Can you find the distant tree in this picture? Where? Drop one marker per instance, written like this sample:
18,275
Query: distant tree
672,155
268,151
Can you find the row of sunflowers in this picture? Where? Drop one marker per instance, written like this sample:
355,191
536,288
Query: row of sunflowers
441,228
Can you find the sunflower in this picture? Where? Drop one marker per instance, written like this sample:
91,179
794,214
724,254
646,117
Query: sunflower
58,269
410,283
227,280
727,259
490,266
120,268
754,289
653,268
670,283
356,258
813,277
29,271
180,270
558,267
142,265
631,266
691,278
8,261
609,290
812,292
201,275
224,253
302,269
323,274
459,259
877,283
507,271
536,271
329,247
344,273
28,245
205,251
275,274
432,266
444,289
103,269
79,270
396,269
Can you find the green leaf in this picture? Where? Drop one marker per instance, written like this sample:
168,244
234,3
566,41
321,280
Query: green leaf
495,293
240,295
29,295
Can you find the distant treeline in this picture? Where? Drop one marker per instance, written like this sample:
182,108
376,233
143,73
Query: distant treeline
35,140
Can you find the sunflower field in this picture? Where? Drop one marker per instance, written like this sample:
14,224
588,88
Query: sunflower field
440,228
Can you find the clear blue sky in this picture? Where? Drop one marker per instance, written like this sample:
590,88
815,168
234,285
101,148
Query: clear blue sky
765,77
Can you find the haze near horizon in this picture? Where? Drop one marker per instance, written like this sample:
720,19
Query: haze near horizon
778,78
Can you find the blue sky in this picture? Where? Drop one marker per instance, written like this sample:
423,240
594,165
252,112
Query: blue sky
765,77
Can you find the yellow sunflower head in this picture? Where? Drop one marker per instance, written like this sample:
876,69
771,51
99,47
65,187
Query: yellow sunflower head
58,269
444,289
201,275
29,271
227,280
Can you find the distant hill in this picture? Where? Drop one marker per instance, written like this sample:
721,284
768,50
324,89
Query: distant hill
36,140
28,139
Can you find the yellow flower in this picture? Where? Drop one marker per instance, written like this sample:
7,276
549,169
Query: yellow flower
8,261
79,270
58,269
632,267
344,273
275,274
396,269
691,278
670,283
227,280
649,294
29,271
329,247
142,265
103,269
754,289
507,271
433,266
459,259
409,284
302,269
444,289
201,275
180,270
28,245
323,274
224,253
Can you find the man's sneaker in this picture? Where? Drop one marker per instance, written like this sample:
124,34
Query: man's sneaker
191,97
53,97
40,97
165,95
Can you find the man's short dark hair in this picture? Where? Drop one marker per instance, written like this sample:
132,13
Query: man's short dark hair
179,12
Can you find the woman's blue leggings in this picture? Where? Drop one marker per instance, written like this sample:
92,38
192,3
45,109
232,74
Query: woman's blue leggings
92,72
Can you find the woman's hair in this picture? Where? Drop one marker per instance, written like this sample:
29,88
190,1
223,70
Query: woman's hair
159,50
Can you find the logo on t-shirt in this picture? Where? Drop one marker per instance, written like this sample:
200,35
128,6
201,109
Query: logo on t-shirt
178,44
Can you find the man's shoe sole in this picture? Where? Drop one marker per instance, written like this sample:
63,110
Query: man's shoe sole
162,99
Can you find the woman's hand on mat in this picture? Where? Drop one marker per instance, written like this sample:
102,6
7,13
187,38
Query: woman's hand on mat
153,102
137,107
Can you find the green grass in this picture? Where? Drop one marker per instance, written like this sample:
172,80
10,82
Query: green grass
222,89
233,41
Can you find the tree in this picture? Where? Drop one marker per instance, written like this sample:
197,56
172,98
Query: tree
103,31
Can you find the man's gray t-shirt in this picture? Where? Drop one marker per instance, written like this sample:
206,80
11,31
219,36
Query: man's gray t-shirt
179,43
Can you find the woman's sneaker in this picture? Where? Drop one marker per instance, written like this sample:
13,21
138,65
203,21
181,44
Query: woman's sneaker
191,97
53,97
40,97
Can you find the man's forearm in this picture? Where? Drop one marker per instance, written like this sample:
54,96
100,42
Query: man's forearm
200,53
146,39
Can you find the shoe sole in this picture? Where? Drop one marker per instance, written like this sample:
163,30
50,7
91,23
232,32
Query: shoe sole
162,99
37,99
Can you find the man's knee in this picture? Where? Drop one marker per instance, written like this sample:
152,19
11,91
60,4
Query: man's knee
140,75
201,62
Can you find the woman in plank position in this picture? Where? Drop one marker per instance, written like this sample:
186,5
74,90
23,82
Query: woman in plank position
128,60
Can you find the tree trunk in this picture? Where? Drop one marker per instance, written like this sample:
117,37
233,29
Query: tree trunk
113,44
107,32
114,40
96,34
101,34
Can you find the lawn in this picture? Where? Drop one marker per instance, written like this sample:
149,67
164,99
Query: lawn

# EXERCISE OBJECTIVE
Rewrite every entry above with "Drop one marker per instance" changed to "Place one point for each instance", leaving everything else as it is.

# ANSWER TO THE EXERCISE
Can you find the distant tree in this picture? Where? Place one point for each instance, written like this sample:
18,275
Query: distant tree
672,155
268,151
Can you find the row of sunflowers in this picture? Where? Place one point for each instance, written like this sample:
355,191
536,288
Query: row of sunflowers
441,228
Can you find the sunflower in this picture? Where? Place one point for each instance, written like this sample:
91,179
794,214
724,254
646,117
Query: sunflower
58,269
410,283
227,280
727,259
490,266
120,268
754,289
653,268
670,283
356,258
813,277
29,271
180,270
558,267
142,265
631,266
691,278
8,261
609,290
812,292
201,275
224,253
302,269
323,274
459,259
877,283
507,271
536,271
329,247
344,273
28,245
205,251
275,274
432,266
444,289
103,269
79,270
396,269
Can you find the green leaf in this picture? Where? Place one point for each instance, written like this sample:
168,244
234,3
566,41
321,280
Query: green leaf
495,293
240,295
29,295
Can you find the distant treeline in this picture? Where? Place one point for each instance, written like this sample:
182,108
376,233
143,73
Query: distant treeline
35,140
Can you find the sunflower field in this picture? Where? Place one point for each instance, written like this sample:
14,224
588,88
Query: sunflower field
440,228
Can you find the clear blue sky in this picture? Where? Place one point for each instance, written like this sample:
590,88
815,168
234,285
101,148
Query: clear blue sky
765,77
Can you find the haze near horizon in this picture? Where? Place one point for each instance, written like this sample:
720,19
Query: haze near horizon
778,78
Can you find the blue sky in this picture? Where? Place one point for each instance, written like this sample:
423,240
594,165
252,112
Query: blue sky
765,77
Can you find the yellow sunflower head in this picture? Where? Place one point for each instance, written like this sample:
876,69
771,51
99,47
65,187
Query: yellow sunflower head
58,269
444,289
201,275
29,271
227,280
Can you find the distant hill in this picture? Where? Place one point for each instance, written like this sample:
721,284
768,50
324,89
Query: distant hill
36,140
28,139
Can you find the yellow flower in this picture? Where? Place one point for each instance, written like this sample:
7,276
549,169
Query: yellow flower
8,261
79,270
58,269
632,267
344,273
275,274
396,269
691,278
670,283
227,280
649,294
29,271
329,247
142,265
103,269
754,289
507,271
433,266
459,259
409,284
302,269
444,289
201,275
180,270
28,245
323,274
224,253
Can you find the man's sneaker in this picture? Where? Place one point for each instance, written like this sample:
124,34
Query: man's sneaker
191,97
53,97
40,97
165,95
Can you find the man's short dark hair in this picture? Where? Place one point for each instance, written like this sample:
132,13
Query: man's short dark hair
179,12
Can you find the woman's blue leggings in this picture? Where? Place one point for each instance, written like this sample:
92,38
192,3
45,109
232,74
Query: woman's blue leggings
92,72
Can you find the woman's hair in this picture? Where? Place one point for each instance, written like this sample:
29,88
190,1
223,70
Query: woman's hair
159,50
Can you find the logo on t-shirt in this picture? Where? Place one point for each instance, written like this sample:
200,35
128,6
201,109
Query: logo on t-shirt
178,44
Can you find the man's shoe sole in this picture? Where? Place one point for each instance, written like this sample:
63,110
Query: man's shoe sole
162,99
Can you find the woman's hand on mat in this picture? Where? Place one point for each instance, written like this sample:
102,6
7,13
187,38
Query: woman's hand on mat
153,102
137,107
Can you find the green grass in this picture? Where? Place one point for each instance, written like this sample:
172,80
10,82
Query: green grass
222,89
233,41
Can you find the tree in this picture? Where? Place one point for each instance, written like this sample:
197,56
172,98
Query: tree
103,31
Can you find the man's gray t-shirt in this picture? Where? Place one point for each instance, written like this sample:
206,80
11,31
219,36
Query: man's gray t-shirt
179,43
Can you find the woman's sneaker in this picture? Where? Place one point for each instance, written like this sample:
13,21
138,65
203,21
181,44
Query: woman's sneaker
191,97
53,97
40,97
Can you find the man's forearm in this picture? Where? Place one point for each instance, written like this sample:
54,96
100,42
Query: man's forearm
200,53
146,39
Can you find the shoe sole in this picture? Where? Place one point for each instance, written like this sample:
163,30
50,7
91,23
232,32
Query: shoe sole
162,99
37,99
Can you find the man's knee in this picture? Where? Place one point for each instance, written like this sample:
152,19
11,91
60,4
Query: man's knee
140,75
201,62
Can you find the woman in plank position in this picture? Where? Place one point for each instance, written like this sample:
186,5
74,90
23,82
Query: woman in plank position
128,60
Can you find the tree trunk in this picture? Where? Place one point for each instance, written like this sample:
117,37
233,29
Query: tree trunk
113,44
107,32
114,40
96,34
101,34
Can you find the lawn in this picture? Where? Place one point for each instance, written like this sample:
149,67
164,99
Query: lawn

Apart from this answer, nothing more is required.